YOUR TASKS
(A) From the passage on the Good Friday Agreement, copy word for word the part that begins at the words "In 1998 it seemed" and stops after the words "Don’t believe it.".
(B) In the passage on the Good Friday Agreement, rewrite the paragraph beginning "So, how should the Agreement be assessed" as a shorter paragraph that keeps its main facts.
(C) Say whether each statement agrees with the passage on the Good Friday Agreement, answering yes or no and quoting the deciding words: (i) the Omagh bomb came within months of the GFA; (ii) Belfast city centre has stayed much the same; (iii) the most common complaint about the Agreement is that it institutionalized sectarianism.

PASSAGE
In 1998 it seemed implausible, inconceivable even, that Ian Paisley and Martin McGuinness could ever be in government together, let alone have a mutual affection and partnership. There was too much history, baggage and animosity. Sinn Féin and the DUP working together? Sure, don’t pigs fly too? And yet it happened. As did so much else besides. You only have to look around Belfast city centre to see how a haunted town has been transformed into a bustling, busy and, yes, increasingly cosmopolitan place. Would any of those breakthroughs have happened without the GFA? Don’t believe it.

So, how should the Agreement be assessed, twenty years on from its codification? Despite its legion of problems, the story of the GFA remains a narrative of success. Of course, there are flaws but its constitutional and political architecture endures in spite of those issues. The most common gripe has always been that the Agreement institutionalised sectarianism; that the GFA created as many problems as it actually solved. There are no shortage of believers in the idea that Northern Ireland’s vast political problems have been exacerbated by the GFA and the awkward idea of ‘constructive ambiguity’ utilised by successive governments to smooth its rocky implementation.

While the idea has plenty of merit, it’s hard to dispute the notion that the Agreement delivered emphatically on its main purpose. If peace was the elusive prize, surely we can withstand a few forks in what was always going to be a difficult road to travel. It’s said that the price of liberty and peace is eternal vigilance and this truism was evidenced within months of the GFA when the Omagh bomb shattered the optimism of Good Friday. However, as we reflect on 20 years of the GFA and the new political dispensation it created, awful events like that have largely been consigned to the past.

SOURCE MATERIAL
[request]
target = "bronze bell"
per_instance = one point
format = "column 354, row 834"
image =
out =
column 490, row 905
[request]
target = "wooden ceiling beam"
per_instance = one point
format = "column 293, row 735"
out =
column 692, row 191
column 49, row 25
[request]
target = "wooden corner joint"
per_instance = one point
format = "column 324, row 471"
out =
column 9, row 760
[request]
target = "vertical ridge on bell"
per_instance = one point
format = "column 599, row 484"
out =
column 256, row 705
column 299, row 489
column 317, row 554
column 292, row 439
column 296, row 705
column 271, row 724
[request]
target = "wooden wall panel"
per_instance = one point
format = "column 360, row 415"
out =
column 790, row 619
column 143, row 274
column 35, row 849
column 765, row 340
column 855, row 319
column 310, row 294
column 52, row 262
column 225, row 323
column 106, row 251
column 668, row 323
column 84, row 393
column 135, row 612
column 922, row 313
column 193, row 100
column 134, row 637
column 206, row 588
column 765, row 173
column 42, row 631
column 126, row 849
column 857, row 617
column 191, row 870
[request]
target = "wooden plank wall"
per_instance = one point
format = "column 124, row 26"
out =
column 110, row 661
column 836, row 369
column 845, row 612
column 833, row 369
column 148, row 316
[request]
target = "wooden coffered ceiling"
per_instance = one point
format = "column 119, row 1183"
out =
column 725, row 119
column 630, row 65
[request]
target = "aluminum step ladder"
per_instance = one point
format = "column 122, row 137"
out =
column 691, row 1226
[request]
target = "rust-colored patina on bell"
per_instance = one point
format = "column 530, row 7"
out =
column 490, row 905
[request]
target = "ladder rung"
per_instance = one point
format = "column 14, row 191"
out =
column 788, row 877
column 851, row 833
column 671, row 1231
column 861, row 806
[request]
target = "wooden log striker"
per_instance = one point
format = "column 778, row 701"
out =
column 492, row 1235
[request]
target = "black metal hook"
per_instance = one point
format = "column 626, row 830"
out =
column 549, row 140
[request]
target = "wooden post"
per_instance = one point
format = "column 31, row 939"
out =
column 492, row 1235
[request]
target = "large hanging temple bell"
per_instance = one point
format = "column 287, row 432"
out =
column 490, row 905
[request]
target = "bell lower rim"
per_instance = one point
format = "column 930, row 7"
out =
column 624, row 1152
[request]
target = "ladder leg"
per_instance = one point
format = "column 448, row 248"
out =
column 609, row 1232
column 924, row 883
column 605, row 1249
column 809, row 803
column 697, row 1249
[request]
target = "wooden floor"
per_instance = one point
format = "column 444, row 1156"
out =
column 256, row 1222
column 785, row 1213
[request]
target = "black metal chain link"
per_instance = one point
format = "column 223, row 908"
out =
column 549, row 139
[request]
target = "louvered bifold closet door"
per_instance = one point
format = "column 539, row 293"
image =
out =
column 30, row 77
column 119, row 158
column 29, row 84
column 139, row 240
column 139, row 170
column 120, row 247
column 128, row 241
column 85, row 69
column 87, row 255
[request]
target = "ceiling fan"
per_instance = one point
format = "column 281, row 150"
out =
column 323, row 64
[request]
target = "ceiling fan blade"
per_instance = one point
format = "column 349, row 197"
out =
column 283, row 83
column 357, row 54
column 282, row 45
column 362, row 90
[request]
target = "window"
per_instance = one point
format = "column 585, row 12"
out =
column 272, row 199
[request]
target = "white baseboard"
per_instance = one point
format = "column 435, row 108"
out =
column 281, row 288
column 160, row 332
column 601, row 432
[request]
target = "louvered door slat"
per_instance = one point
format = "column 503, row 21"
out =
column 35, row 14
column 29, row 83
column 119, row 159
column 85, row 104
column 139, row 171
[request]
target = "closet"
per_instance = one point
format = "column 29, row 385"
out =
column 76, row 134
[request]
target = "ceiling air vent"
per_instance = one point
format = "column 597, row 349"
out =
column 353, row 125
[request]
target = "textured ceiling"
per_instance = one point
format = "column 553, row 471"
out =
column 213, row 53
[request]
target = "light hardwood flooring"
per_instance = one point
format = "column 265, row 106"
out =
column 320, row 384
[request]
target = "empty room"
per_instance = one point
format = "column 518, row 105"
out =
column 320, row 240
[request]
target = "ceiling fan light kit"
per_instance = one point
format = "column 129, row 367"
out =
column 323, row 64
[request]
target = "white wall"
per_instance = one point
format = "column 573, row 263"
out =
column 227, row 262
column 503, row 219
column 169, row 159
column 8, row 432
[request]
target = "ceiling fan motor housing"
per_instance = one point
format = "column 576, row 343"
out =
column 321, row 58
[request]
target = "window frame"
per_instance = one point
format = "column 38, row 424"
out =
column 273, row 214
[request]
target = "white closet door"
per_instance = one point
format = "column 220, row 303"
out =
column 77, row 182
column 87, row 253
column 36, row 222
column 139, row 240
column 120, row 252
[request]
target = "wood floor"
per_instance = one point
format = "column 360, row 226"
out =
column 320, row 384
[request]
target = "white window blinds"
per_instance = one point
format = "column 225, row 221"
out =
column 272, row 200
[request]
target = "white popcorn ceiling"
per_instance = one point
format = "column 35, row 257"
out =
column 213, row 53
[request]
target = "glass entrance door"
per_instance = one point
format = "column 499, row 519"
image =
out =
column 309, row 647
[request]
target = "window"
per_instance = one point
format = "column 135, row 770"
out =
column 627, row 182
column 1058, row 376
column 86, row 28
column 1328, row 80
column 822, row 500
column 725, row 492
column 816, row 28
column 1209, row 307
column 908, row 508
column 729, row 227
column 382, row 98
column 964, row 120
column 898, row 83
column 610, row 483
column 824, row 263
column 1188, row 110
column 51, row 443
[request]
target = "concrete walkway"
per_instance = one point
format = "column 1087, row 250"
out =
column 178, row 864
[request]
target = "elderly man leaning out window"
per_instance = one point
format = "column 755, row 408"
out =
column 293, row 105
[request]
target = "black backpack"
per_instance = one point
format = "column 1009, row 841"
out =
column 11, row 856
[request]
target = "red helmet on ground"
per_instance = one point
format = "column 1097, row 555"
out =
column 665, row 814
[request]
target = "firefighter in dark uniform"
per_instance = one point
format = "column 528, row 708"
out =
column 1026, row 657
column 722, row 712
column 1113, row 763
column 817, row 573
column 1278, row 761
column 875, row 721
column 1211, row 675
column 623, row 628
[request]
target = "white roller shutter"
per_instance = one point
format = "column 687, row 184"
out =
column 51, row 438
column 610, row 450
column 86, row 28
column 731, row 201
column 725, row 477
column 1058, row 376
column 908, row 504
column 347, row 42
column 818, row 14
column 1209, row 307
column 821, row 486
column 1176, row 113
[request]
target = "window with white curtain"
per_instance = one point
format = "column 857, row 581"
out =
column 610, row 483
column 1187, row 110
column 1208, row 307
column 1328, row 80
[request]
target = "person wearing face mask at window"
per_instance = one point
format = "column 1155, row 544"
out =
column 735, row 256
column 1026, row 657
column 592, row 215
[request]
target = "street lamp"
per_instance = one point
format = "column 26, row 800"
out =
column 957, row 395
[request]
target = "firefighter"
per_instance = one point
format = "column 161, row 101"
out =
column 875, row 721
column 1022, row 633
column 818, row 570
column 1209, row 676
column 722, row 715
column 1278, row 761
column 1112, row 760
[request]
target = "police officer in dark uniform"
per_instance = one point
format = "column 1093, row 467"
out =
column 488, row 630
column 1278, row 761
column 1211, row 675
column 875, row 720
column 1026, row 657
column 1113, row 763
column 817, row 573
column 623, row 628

RESPONSE LIST
(A)
In 1998 it seemed implausible, inconceivable even, that Ian Paisley and Martin McGuinness could ever be in government together, let alone have a mutual affection and partnership. There was too much history, baggage and animosity. Sinn Féin and the DUP working together? Sure, don’t pigs fly too? And yet it happened. As did so much else besides. You only have to look around Belfast city centre to see how a haunted town has been transformed into a bustling, busy and, yes, increasingly cosmopolitan place. Would any of those breakthroughs have happened without the GFA? Don’t believe it.

(B) Twenty years after it was codified, the Good Friday Agreement still counts as a success despite many problems, and its constitutional and political architecture endures. The most common complaint is that it institutionalized sectarianism and created as many problems as it solved. Many believe that the GFA, along with the "constructive ambiguity" that successive governments used to smooth its implementation, has made Northern Ireland's political problems worse.

(C)
(i) Yes: "this truism was evidenced within months of the GFA when the Omagh bomb shattered the optimism of Good Friday"
(ii) No: "You only have to look around Belfast city centre to see how a haunted town has been transformed into a bustling, busy and, yes, increasingly cosmopolitan place"
(iii) Yes: "The most common gripe has always been that the Agreement institutionalised sectarianism"